» **Source**:
Bugatti and Vanvooren
The collaboration between the Molsheim constructor and the coachbuilder from Courbevoie coincided with the arrival of Robert de Prandières at Vanvooren in 1929. He was largely responsible for the relationship with Bugatti, and also happened to be a close friend of Dominique Lamberjack Junior, the largest Bugatti dealer in Paris with a showroom at 68 rue Bayen. From 1930, Vanvooren designed for Bugatti several closed bodies on 3-litre Type 44 chassis. There was also a coach and a faux cabriolet body available for the 5-litre chassis. In 1931, a 2-door, 4-seater coach Type 49 was added to the range. At the end of 1931, Lamberjack obtained exclusive rights to sell Type 55 chassis delivered in Paris, and between 1932 and 1935, six Type 55 chassis were bodied at Courbevoie.

[Position identification records]
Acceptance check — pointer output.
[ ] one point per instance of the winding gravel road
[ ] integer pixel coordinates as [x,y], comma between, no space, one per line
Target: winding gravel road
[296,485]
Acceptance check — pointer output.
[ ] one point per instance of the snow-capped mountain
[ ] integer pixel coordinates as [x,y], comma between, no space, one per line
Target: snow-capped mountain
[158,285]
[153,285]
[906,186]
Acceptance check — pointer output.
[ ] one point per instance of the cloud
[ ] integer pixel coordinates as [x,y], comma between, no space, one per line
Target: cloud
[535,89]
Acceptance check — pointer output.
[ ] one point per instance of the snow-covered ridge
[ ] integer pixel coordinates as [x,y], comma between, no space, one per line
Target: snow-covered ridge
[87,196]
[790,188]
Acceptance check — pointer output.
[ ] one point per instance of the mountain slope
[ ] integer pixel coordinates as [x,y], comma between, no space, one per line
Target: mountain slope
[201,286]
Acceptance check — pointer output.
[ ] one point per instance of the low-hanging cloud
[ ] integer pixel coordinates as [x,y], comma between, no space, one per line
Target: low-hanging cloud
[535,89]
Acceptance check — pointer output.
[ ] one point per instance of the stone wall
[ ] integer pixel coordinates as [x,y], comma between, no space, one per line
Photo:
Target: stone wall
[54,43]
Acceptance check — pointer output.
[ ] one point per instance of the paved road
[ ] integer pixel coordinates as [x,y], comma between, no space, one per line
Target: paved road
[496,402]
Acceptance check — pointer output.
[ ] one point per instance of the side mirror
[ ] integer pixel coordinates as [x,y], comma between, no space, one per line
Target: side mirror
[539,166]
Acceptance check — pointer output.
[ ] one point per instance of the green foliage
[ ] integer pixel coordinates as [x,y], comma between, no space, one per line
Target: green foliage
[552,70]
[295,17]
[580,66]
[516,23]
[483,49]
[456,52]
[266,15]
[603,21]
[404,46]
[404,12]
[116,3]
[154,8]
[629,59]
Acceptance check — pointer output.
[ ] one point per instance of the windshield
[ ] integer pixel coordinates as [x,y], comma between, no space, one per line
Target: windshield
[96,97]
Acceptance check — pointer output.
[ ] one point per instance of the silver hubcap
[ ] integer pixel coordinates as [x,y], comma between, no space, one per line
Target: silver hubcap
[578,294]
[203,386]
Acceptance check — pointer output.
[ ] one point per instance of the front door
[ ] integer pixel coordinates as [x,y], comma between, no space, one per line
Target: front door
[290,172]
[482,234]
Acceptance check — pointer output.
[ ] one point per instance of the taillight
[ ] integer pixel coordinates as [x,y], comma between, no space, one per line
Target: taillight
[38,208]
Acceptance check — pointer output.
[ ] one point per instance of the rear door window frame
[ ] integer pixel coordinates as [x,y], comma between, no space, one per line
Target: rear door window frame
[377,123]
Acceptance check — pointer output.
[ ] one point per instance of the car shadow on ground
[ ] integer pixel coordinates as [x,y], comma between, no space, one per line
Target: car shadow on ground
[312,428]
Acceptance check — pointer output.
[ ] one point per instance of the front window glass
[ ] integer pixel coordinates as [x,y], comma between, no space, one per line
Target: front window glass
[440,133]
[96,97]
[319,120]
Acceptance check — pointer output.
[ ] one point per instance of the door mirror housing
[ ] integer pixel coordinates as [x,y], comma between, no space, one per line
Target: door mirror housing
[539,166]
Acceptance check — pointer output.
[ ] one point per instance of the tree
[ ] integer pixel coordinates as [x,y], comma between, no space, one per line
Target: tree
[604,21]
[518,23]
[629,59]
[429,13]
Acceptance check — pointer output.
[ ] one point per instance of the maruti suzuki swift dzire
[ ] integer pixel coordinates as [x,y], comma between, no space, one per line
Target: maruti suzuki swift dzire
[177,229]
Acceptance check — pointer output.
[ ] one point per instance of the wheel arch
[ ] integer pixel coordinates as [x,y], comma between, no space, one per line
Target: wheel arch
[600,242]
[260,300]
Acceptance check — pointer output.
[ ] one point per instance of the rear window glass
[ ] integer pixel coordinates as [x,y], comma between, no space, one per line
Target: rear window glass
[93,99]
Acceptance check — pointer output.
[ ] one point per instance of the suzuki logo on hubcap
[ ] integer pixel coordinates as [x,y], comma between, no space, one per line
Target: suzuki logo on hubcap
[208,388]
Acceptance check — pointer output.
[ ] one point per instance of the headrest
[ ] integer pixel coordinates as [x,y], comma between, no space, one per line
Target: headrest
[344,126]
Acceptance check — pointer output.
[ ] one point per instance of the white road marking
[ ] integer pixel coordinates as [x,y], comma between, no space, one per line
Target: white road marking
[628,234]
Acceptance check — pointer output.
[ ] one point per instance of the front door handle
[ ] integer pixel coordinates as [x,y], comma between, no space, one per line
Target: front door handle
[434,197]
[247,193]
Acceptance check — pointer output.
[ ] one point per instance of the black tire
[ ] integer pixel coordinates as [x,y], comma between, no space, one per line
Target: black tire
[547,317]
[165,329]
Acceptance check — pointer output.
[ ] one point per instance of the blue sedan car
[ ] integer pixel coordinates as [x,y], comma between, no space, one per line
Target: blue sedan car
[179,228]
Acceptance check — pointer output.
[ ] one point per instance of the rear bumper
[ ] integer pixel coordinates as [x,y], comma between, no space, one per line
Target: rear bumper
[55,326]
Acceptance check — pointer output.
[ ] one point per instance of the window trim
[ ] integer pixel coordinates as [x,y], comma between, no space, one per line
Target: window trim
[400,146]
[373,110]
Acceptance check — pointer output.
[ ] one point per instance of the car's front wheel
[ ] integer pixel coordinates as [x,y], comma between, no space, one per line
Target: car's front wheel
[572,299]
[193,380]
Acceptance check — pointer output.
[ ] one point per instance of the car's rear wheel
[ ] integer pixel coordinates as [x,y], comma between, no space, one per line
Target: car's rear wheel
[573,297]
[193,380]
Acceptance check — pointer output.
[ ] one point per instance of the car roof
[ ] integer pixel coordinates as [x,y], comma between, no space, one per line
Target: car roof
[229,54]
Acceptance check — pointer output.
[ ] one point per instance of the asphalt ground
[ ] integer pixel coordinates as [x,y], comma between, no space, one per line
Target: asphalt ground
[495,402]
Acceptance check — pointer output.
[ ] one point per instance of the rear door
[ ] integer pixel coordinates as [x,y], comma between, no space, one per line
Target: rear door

» **Short task**: Print the passage on Bugatti and Vanvooren word for word, everything from "Bugatti and Vanvooren" down to "bodied at Courbevoie.". The position identification records have nothing to do with the text on Bugatti and Vanvooren.

» **Expected answer**:
Bugatti and Vanvooren
The collaboration between the Molsheim constructor and the coachbuilder from Courbevoie coincided with the arrival of Robert de Prandières at Vanvooren in 1929. He was largely responsible for the relationship with Bugatti, and also happened to be a close friend of Dominique Lamberjack Junior, the largest Bugatti dealer in Paris with a showroom at 68 rue Bayen. From 1930, Vanvooren designed for Bugatti several closed bodies on 3-litre Type 44 chassis. There was also a coach and a faux cabriolet body available for the 5-litre chassis. In 1931, a 2-door, 4-seater coach Type 49 was added to the range. At the end of 1931, Lamberjack obtained exclusive rights to sell Type 55 chassis delivered in Paris, and between 1932 and 1935, six Type 55 chassis were bodied at Courbevoie.